▶ _EXERCISE OBJECTIVE_: Give a verbatim copy of the lines below, minus the pictures.
:::::
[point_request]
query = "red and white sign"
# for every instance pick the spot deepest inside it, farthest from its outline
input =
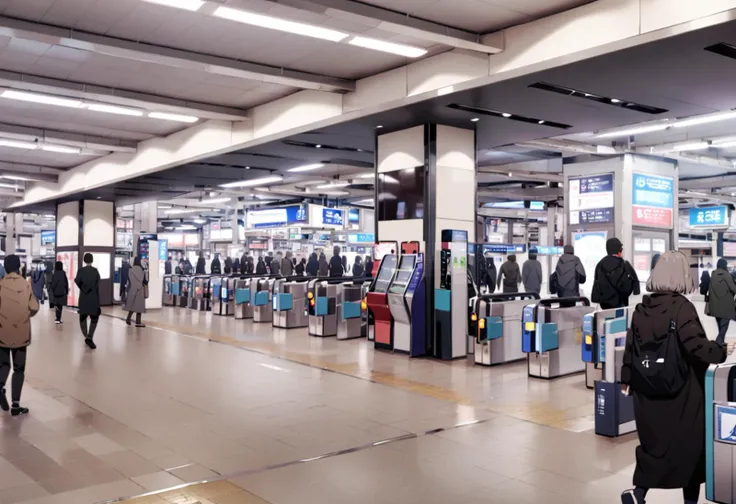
(652, 217)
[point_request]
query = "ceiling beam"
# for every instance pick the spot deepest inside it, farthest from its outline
(116, 96)
(177, 58)
(399, 23)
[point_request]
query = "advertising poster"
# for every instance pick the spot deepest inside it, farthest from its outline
(591, 199)
(653, 201)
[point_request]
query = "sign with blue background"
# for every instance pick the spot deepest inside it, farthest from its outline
(709, 217)
(332, 217)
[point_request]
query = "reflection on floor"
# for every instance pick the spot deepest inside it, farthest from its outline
(153, 409)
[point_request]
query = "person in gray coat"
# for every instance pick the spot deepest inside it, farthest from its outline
(137, 293)
(510, 275)
(531, 273)
(720, 299)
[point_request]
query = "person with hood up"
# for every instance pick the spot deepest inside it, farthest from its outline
(59, 290)
(614, 279)
(287, 265)
(336, 267)
(531, 273)
(510, 275)
(670, 423)
(358, 267)
(17, 306)
(137, 293)
(88, 281)
(275, 264)
(721, 304)
(324, 267)
(313, 265)
(261, 267)
(569, 274)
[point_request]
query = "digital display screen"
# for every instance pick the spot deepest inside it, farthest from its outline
(401, 194)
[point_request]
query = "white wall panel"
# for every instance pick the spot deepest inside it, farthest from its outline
(67, 224)
(99, 224)
(456, 148)
(401, 149)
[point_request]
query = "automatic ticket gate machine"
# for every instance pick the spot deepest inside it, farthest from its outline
(497, 322)
(261, 295)
(289, 302)
(377, 302)
(720, 433)
(406, 299)
(552, 332)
:::::
▶ _TASK OUTPUT_:
[point_request]
query = "red and white sign"
# for every instance pick the spot deepest inside it, farthest from its outline
input =
(652, 217)
[point_request]
query = "ceiling beam"
# for every instance pick the spot deepest inside it, farthest from its outline
(116, 96)
(177, 58)
(399, 23)
[point_request]
query = "advertising poster"
# for every instance pick the spot deepest inside it, farthest from its outline
(591, 199)
(653, 201)
[point_request]
query = "sign with blue background"
# for every instance pick the spot deepest inside it, farthest from its outline
(709, 217)
(332, 217)
[point_request]
query = "reflection on floor"
# for every instance pick the spot deepest inside it, farthest from its outline
(153, 409)
[point_request]
query = "person in gray coat"
# for every instance pick the spot deepest inside it, farthest from its outline
(137, 293)
(510, 275)
(531, 273)
(720, 299)
[point_request]
query = "person with hood up"
# for every instance pick the spot deepest inside it, farthest from its outline
(59, 290)
(614, 279)
(287, 265)
(336, 267)
(531, 273)
(510, 275)
(670, 423)
(358, 267)
(17, 306)
(137, 293)
(88, 281)
(275, 264)
(721, 304)
(324, 267)
(313, 265)
(261, 267)
(569, 274)
[point_request]
query = "digital display screen"
# for every instance pick the spot deepest inside it, farthest from its outline
(401, 194)
[point_request]
query = "white wall panel"
# for every instance pick the spot deepest inside it, farthest from its outline
(67, 224)
(99, 224)
(456, 148)
(401, 149)
[point_request]
query = "automatic ticket gate machine"
# for every instance pick the spot deepest inside it, farthest from its outline
(497, 322)
(261, 295)
(289, 302)
(377, 302)
(720, 433)
(406, 299)
(552, 332)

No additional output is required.